• **Directions**
Convert the rows from the line that has "object=gravel bank" through the line that has "top-left (109, 77), bottom-right (150, 150)" into a two-column CSV headed instruction and output, one record per row. Put each row's text in instruction and its answer in output, with each value in a single quoted field and line breaks replaced by spaces.

• **Records shown**
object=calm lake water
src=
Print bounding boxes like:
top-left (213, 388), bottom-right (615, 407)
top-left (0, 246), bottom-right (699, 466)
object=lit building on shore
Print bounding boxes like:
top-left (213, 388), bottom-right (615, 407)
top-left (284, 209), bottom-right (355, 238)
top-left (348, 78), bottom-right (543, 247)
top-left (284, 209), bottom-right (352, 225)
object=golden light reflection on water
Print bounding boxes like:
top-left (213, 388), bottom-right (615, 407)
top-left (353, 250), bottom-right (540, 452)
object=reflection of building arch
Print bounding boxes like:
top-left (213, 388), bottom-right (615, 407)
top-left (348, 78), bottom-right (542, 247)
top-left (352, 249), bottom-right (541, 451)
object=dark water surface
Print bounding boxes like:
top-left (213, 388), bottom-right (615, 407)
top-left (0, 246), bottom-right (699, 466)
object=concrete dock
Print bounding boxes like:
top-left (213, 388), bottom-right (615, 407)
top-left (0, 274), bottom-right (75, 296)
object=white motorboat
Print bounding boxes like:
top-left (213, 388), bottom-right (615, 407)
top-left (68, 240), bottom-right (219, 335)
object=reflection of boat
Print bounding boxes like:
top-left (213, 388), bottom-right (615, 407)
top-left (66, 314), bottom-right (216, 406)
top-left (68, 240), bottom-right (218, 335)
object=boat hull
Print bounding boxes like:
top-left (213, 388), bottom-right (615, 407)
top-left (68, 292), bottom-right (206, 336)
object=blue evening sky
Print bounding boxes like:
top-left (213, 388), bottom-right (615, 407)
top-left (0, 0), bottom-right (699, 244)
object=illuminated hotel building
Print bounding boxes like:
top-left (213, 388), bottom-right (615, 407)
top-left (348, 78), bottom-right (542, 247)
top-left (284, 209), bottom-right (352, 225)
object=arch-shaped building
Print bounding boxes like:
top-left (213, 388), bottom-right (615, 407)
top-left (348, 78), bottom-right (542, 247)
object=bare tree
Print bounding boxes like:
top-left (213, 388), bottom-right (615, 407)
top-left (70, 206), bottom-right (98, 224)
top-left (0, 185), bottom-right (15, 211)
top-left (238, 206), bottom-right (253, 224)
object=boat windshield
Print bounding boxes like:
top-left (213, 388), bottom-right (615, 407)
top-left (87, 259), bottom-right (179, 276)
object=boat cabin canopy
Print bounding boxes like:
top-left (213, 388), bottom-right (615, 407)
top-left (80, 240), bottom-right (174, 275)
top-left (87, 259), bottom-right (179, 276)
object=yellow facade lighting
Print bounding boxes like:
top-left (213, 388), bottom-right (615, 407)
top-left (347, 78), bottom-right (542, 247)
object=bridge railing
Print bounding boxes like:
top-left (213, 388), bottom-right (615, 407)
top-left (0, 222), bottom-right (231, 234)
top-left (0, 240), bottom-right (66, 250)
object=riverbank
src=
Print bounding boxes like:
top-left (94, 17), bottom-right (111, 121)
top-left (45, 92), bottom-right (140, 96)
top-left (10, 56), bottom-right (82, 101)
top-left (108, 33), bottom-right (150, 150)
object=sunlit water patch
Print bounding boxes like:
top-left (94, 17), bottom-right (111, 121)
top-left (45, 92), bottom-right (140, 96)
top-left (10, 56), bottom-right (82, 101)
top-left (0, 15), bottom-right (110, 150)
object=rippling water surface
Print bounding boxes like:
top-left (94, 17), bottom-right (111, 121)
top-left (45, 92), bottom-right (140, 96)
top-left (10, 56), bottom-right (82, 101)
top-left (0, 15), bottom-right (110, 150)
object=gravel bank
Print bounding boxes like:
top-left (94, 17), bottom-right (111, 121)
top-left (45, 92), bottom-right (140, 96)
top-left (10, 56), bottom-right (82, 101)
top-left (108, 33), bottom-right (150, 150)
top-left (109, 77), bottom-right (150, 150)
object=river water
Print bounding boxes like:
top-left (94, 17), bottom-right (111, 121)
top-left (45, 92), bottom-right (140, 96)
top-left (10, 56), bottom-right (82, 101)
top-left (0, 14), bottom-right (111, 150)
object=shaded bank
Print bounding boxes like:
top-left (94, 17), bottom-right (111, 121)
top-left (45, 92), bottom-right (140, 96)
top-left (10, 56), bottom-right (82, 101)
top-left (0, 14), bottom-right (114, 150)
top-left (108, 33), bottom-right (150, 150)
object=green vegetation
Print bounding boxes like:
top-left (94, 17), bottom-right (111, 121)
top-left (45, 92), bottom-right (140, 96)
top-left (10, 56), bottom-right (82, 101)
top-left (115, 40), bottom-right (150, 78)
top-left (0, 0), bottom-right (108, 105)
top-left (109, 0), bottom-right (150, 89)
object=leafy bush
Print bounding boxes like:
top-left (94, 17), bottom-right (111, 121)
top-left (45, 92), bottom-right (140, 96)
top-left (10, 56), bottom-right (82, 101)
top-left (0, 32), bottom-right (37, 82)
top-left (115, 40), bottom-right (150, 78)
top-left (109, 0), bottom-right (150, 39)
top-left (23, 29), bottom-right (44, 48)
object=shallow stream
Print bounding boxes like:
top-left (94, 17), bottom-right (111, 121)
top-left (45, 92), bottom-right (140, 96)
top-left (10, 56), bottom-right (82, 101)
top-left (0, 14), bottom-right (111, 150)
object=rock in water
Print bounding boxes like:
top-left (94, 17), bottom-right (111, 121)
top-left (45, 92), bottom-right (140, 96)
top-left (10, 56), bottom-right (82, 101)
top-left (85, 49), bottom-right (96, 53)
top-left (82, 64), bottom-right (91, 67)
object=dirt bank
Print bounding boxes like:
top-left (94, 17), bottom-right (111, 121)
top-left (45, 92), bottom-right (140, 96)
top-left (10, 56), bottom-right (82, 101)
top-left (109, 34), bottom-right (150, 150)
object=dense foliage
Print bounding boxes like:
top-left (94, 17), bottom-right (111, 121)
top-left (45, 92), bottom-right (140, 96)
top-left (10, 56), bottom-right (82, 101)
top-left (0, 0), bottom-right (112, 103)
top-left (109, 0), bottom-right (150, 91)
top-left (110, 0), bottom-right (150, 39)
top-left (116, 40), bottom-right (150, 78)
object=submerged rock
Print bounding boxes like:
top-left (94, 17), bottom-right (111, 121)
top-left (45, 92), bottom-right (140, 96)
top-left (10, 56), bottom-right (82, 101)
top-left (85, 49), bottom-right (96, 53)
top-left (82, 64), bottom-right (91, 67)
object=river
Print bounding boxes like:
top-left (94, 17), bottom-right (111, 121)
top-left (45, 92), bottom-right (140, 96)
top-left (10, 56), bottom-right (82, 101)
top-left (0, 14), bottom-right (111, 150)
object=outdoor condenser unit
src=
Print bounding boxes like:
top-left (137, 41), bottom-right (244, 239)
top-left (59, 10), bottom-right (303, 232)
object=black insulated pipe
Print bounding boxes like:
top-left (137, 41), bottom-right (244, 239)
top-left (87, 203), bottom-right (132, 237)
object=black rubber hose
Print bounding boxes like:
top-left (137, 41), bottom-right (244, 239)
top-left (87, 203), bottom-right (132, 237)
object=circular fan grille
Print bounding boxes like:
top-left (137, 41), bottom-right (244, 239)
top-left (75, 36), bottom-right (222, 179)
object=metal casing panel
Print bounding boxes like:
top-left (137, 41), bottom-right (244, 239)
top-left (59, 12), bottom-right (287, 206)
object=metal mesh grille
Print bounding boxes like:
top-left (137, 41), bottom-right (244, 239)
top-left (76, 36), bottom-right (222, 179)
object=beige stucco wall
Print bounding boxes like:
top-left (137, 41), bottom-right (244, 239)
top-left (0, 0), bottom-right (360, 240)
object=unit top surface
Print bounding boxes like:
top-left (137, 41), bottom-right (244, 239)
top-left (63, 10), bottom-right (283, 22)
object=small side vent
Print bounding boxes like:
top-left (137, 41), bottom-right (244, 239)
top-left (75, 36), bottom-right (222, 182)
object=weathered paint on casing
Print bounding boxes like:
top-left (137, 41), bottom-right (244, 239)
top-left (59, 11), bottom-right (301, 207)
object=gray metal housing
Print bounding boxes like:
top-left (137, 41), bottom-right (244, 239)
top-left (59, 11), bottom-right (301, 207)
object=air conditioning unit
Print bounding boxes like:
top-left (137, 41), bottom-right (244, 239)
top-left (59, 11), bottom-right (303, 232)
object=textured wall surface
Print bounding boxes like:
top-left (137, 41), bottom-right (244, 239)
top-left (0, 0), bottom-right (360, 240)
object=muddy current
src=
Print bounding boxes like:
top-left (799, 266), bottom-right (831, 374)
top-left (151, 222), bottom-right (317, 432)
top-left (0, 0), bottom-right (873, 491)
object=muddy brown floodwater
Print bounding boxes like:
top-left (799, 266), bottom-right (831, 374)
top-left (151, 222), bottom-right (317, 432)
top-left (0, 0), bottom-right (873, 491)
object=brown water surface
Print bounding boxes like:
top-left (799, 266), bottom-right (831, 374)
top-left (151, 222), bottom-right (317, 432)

• **Output of the task**
instruction,output
"object=gravel bank Print bounding boxes like: top-left (94, 17), bottom-right (111, 121) top-left (45, 92), bottom-right (140, 96) top-left (10, 56), bottom-right (82, 101)","top-left (108, 33), bottom-right (150, 150) top-left (109, 77), bottom-right (150, 150)"